____ Task inputs
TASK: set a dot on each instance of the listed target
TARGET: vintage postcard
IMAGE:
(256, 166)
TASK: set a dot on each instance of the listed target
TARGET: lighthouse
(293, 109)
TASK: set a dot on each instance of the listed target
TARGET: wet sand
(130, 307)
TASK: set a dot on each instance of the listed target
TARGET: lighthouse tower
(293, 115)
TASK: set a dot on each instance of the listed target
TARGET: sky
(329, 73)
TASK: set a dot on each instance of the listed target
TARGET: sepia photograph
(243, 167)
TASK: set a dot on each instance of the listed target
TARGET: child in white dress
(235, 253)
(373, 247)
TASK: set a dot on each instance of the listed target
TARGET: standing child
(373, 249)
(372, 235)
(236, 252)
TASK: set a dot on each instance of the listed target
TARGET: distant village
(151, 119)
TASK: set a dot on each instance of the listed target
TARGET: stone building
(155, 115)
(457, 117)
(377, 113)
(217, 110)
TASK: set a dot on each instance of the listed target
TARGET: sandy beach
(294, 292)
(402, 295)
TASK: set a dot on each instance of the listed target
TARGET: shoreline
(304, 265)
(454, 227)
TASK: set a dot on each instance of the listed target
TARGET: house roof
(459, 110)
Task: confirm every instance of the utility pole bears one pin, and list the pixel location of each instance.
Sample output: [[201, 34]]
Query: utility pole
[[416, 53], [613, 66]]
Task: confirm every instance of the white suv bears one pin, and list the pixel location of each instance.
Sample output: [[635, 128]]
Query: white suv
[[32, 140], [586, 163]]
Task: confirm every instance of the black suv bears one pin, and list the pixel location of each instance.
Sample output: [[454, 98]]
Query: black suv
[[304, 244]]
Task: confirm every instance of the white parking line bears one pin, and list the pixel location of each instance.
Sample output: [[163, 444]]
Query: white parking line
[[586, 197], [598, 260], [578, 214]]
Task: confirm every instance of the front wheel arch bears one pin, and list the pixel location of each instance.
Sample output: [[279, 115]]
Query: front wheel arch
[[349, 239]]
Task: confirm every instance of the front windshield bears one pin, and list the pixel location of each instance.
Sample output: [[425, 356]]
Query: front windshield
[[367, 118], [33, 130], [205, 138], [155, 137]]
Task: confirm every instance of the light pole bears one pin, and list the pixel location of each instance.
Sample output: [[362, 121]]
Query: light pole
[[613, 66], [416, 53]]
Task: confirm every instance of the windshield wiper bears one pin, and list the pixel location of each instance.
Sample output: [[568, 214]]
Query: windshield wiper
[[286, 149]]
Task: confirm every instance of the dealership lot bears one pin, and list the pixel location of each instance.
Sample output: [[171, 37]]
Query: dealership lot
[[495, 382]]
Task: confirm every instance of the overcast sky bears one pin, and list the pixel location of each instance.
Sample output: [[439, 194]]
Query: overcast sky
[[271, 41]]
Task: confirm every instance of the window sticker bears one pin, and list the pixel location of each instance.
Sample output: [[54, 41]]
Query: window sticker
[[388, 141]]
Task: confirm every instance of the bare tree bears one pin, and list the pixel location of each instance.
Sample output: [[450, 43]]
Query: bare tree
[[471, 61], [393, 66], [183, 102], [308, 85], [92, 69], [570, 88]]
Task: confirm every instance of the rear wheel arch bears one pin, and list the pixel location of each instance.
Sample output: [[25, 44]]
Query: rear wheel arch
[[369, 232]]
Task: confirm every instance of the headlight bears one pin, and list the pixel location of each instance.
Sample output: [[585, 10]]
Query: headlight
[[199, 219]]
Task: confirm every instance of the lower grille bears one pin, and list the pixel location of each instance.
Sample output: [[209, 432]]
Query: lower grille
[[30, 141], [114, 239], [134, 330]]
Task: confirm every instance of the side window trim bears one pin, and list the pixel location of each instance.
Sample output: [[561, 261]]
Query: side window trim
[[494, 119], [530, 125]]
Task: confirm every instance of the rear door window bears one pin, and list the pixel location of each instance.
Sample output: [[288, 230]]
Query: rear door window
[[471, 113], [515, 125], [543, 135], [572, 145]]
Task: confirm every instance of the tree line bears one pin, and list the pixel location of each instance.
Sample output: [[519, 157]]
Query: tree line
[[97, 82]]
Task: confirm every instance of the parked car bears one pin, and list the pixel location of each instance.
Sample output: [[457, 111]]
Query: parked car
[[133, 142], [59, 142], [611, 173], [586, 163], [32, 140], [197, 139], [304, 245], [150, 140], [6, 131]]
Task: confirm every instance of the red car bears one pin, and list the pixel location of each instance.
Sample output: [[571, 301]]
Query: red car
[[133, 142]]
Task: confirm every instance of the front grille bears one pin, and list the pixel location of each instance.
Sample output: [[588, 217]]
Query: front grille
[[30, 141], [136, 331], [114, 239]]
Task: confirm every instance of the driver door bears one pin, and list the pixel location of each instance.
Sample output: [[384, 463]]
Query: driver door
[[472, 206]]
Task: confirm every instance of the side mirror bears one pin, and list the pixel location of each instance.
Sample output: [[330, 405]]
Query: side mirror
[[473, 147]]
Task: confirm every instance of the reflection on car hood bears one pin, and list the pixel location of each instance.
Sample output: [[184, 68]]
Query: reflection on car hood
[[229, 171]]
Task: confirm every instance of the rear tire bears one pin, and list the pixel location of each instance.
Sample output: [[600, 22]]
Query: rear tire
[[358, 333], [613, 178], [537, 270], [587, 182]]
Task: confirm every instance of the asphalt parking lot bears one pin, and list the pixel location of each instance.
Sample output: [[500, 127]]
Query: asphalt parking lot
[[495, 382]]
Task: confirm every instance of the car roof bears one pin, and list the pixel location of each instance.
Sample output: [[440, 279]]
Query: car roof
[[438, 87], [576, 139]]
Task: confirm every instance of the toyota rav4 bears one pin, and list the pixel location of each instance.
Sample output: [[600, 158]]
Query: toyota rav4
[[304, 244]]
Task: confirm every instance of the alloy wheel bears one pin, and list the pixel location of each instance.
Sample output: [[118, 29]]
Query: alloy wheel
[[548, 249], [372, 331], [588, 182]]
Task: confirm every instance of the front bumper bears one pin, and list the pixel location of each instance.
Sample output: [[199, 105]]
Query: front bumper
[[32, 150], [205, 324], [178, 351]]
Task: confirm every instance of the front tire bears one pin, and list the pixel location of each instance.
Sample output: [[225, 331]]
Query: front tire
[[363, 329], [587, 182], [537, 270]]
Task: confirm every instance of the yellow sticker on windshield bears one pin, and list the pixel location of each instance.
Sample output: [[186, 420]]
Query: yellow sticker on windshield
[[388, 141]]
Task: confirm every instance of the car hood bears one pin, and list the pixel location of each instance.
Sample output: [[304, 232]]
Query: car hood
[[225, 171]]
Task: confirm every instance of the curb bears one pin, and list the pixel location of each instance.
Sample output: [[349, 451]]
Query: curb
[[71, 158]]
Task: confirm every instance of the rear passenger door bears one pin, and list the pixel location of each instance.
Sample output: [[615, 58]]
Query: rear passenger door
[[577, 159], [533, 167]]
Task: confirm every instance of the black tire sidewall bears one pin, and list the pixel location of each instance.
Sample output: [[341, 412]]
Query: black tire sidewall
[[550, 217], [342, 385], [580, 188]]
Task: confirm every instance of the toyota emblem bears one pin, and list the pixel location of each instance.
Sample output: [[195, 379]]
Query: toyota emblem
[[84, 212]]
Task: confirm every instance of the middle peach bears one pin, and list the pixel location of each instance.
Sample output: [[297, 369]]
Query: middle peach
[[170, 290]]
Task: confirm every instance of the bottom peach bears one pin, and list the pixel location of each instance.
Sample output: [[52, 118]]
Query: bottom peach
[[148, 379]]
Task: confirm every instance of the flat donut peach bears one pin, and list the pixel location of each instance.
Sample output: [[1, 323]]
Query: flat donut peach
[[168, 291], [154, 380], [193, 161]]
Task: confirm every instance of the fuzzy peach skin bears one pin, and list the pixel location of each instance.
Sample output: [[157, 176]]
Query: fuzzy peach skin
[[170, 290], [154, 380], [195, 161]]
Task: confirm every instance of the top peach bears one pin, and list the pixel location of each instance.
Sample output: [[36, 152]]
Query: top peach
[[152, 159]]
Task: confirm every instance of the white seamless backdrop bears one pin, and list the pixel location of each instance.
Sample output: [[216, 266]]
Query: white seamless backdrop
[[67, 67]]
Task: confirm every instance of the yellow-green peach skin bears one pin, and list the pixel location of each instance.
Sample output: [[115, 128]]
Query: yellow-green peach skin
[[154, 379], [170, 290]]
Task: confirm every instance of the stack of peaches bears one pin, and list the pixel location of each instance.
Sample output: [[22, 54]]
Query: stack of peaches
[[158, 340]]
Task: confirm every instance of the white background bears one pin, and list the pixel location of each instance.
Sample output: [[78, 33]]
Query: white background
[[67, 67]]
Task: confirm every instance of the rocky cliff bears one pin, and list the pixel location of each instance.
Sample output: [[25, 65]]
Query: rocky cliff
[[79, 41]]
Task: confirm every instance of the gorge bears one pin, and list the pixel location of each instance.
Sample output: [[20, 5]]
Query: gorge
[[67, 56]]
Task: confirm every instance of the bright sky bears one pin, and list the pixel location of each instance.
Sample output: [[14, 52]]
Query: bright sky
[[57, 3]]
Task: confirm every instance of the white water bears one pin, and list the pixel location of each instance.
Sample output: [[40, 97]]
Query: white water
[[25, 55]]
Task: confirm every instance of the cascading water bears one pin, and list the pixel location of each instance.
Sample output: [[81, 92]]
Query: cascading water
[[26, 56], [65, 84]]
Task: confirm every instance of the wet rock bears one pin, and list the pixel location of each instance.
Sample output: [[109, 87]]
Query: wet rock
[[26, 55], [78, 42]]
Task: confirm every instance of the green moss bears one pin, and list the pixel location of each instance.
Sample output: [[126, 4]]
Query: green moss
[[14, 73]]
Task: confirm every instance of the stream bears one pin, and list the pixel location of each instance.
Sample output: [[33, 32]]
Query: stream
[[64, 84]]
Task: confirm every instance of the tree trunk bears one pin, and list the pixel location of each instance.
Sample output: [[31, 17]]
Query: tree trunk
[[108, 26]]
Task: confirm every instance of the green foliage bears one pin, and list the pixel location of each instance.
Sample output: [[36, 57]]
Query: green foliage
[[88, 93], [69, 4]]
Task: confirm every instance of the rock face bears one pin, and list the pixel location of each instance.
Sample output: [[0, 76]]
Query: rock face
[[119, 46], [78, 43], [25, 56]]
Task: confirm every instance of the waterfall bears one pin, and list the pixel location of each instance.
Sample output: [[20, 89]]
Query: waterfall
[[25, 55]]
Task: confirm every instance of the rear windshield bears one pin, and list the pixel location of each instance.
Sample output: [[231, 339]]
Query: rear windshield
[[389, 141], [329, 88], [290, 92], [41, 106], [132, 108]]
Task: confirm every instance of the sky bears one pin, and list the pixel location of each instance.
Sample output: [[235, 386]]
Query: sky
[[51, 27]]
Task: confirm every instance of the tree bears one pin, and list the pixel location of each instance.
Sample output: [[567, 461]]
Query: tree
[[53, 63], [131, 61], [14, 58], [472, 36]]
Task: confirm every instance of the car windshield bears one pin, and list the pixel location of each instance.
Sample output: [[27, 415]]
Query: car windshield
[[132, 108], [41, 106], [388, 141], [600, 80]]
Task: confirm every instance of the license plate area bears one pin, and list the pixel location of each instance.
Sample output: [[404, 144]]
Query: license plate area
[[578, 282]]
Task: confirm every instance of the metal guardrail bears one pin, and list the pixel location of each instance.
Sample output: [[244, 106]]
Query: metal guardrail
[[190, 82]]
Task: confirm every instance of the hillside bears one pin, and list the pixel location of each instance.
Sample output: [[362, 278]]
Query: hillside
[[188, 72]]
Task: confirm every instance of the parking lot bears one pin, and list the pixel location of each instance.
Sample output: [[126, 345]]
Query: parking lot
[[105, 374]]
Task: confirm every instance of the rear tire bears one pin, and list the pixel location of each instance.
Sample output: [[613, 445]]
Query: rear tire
________
Your objective
Go to the line with "Task: confirm every instance of the flat" in the entries above and repeat every line from there through the line with "Task: confirm every instance of the white background", exactly and with no other text.

Exercise solution
Task: confirm every instance of the flat donut peach bears one pin, and list the pixel location of each instance.
Sample output: [[1, 323]]
Query: flat donut peach
[[168, 291], [154, 380], [193, 161]]
Task: confirm every instance of the fuzzy peach skin bears one pin, and list the pixel location of each instance.
Sample output: [[157, 176]]
Query: fuzzy peach skin
[[170, 290], [154, 380], [195, 161]]
Task: confirm every instance of the top peach bears one pin, and list the pixel location of each instance.
Sample output: [[36, 152]]
Query: top peach
[[152, 159]]
Task: confirm every instance of the white seamless backdrop bears one pin, and list the pixel location of each instance.
Sample output: [[216, 266]]
Query: white seamless backdrop
[[67, 67]]
Task: confirm every instance of the yellow-green peach skin bears one pin, and list the pixel location of each instance.
Sample output: [[115, 128]]
Query: yellow-green peach skin
[[154, 379], [170, 290]]
Task: confirm every instance of the stack of peaches bears one pin, and list the pixel location of each instance.
Sample output: [[22, 54]]
Query: stack of peaches
[[158, 340]]
Task: confirm every instance of the white background bears one pin, and list the pixel location of each instance.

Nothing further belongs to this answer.